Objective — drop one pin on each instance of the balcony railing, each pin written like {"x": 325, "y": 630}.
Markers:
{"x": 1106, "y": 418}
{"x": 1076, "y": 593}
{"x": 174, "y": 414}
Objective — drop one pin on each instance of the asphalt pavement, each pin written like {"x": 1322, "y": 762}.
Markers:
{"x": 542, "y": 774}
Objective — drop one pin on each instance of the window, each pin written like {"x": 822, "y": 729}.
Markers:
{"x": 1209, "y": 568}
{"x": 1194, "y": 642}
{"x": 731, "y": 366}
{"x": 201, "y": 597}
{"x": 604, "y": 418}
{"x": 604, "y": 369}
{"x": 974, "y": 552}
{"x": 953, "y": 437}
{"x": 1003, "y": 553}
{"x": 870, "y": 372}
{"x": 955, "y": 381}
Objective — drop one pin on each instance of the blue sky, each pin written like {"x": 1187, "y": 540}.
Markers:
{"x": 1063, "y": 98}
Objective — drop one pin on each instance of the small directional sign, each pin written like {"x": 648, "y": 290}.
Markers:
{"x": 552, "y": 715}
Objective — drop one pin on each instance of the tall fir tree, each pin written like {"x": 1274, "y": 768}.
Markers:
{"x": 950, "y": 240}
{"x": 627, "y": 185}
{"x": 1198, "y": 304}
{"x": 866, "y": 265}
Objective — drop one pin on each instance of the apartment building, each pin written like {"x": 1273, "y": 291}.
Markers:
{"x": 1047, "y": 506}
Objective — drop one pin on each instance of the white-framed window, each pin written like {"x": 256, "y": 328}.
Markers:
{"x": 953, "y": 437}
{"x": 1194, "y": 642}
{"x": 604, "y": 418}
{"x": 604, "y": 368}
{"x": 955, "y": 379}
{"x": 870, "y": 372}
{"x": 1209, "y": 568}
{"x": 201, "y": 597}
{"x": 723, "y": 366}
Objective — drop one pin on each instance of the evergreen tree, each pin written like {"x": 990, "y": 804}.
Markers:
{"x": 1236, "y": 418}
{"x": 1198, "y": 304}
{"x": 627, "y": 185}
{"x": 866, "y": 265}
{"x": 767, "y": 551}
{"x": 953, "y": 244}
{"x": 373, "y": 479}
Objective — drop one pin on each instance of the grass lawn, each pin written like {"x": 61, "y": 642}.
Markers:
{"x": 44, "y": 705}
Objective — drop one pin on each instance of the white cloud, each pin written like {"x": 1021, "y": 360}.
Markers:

______________________________

#### Task goal
Each record must be output exactly, with none omitted.

#### Result below
Objective — drop one pin on each instance of the balcony railing, each pin written like {"x": 325, "y": 630}.
Markers:
{"x": 1106, "y": 418}
{"x": 1076, "y": 593}
{"x": 174, "y": 414}
Objective — drop one pin on each instance of the asphalt pavement, each pin written like {"x": 1322, "y": 762}.
Markers:
{"x": 542, "y": 774}
Objective — drop one pin on each instance of the window, each pin written like {"x": 822, "y": 729}.
Markers:
{"x": 1209, "y": 568}
{"x": 1194, "y": 642}
{"x": 731, "y": 366}
{"x": 201, "y": 597}
{"x": 604, "y": 418}
{"x": 604, "y": 369}
{"x": 974, "y": 552}
{"x": 953, "y": 437}
{"x": 1003, "y": 553}
{"x": 870, "y": 372}
{"x": 955, "y": 381}
Objective — drop one pin on each instance of the blue sky, each pin written like {"x": 1187, "y": 540}.
Markers:
{"x": 1063, "y": 98}
Objective — drop one pin on each instance of the small directional sign, each pin written like {"x": 648, "y": 290}.
Markers:
{"x": 552, "y": 715}
Objective — drop one pin on each instance of the tall fir tree, each pin written like {"x": 1274, "y": 768}.
Markers:
{"x": 950, "y": 240}
{"x": 627, "y": 185}
{"x": 1198, "y": 304}
{"x": 866, "y": 265}
Objective — drop one pin on each instance of the apartment building, each pin written like {"x": 1273, "y": 291}.
Markers:
{"x": 1047, "y": 506}
Objective — drop one pin on each instance of the white-framed window, each pin written like {"x": 256, "y": 328}.
Markers:
{"x": 953, "y": 437}
{"x": 1194, "y": 642}
{"x": 604, "y": 418}
{"x": 604, "y": 368}
{"x": 955, "y": 379}
{"x": 870, "y": 372}
{"x": 1209, "y": 568}
{"x": 201, "y": 597}
{"x": 723, "y": 366}
Objective — drop one pin on each instance of the evergreen tree, each pin written like {"x": 990, "y": 804}.
Markers:
{"x": 1236, "y": 418}
{"x": 1198, "y": 304}
{"x": 627, "y": 185}
{"x": 866, "y": 265}
{"x": 767, "y": 551}
{"x": 953, "y": 244}
{"x": 373, "y": 479}
Objective — drop one pin on each instance of the grass lawn, each pin written like {"x": 61, "y": 642}.
Markers:
{"x": 44, "y": 705}
Objective — drop one pin on each instance of the white cloud, each pin written like {"x": 1021, "y": 360}.
Markers:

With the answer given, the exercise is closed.